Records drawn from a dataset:

---*---

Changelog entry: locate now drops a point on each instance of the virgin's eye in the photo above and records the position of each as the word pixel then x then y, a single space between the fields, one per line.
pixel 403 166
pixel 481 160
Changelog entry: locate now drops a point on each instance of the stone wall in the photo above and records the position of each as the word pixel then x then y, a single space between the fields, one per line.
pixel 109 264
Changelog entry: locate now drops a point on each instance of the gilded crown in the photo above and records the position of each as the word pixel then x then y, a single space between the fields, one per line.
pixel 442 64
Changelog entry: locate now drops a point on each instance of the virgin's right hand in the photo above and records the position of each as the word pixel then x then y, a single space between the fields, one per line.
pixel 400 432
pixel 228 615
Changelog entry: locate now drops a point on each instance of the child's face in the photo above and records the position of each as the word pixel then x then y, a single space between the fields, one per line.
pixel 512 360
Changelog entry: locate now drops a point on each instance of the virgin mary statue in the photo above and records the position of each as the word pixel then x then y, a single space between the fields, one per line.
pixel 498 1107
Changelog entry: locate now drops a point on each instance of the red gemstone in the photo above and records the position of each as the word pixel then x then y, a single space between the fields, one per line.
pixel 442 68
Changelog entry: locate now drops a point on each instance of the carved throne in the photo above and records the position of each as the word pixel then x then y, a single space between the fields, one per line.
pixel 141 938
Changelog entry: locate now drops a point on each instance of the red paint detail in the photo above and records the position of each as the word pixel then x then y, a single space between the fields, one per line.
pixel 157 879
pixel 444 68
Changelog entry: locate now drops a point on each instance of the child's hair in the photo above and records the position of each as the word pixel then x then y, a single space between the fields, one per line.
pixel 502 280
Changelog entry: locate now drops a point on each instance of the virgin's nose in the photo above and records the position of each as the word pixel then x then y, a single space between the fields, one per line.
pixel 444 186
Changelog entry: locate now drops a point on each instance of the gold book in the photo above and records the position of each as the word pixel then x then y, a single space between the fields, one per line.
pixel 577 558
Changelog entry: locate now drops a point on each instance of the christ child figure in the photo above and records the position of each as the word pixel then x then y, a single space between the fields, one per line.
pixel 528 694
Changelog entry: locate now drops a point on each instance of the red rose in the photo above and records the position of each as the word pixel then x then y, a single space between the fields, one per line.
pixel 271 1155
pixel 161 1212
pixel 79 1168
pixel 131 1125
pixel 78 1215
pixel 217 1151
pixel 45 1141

---*---

* [YOUR TASK]:
The response has to give back every record verbatim.

* [TASK RESULT]:
Changelog entry: locate now drops a point on each instance of the virgin's eye in the photo above and records the position of each as the word pixel then x then y, a single space between the fields, one per line.
pixel 403 166
pixel 481 160
Changelog entry: locate now drops a point on each instance of the stone wall in the photo above and records the position of each as the word pixel then x then y, a single space between the fields, one per line.
pixel 109 264
Changelog entry: locate now drops a point on each instance of the gilded crown in the photo above and records the position of each as the word pixel then x then y, a single space between the fields, one per line.
pixel 442 64
Changelog entry: locate now drops a point on each instance of the virgin's right hand in the photo above and records the position of each as the word pixel then x then y, a single space between the fields, one per line.
pixel 400 432
pixel 228 615
Changelog entry: locate now drops a point on each instance of the child's face in the photo above and records the position of each as the word pixel then x then y, a single space between the fields, one per line.
pixel 512 360
Changelog entry: locate now drops a point on each instance of the virgin mary statue in the photo above and records the position of each as the word pixel then x then y, a single space between the fields, one per line.
pixel 498 1107
Changelog entry: locate now drops a point on each instance of the red gemstone in the photo above and records the position of each as the word pixel then x then y, a single space between the fields, one per line.
pixel 442 68
Changelog entry: locate now drops a point on each instance of the carved throne in the photo above and records the position of each as the word pixel then x then y, a single space between the fields, one per line.
pixel 141 938
Changelog entry: locate now drops a point on each instance of the red paint detail in the photo above and records the position of each as the word pixel then x then y, a single space between the fields, one per line.
pixel 157 879
pixel 444 68
Changelog entry: locate now drops a point on each instance of the child's hair in the photo above and records the position of each as the word pixel then x then y, a single space between the fields, one per line.
pixel 502 280
Changelog entry: locate now drops a point on each instance of the virgin's nose in the photo above and records the position of each as the word pixel then x then y, a single space between the fields, one per line.
pixel 444 186
Changelog entry: locate now drops a point on each instance of the gold book in the photo above and records the position of each as the word pixel then x then y, a single space between the fields, one per line.
pixel 577 558
Changelog entry: locate now drops a point on each instance of the christ child figure in the photo above and records the position of each as the word pixel then x then y, a single space between the fields, one per line.
pixel 528 694
Changelog entry: locate now drops a point on each instance of the red rose in the photo above and records the position of each as the word pixel then x then y, a single space between the fields, one per line.
pixel 271 1155
pixel 161 1212
pixel 79 1168
pixel 131 1125
pixel 78 1215
pixel 217 1151
pixel 45 1141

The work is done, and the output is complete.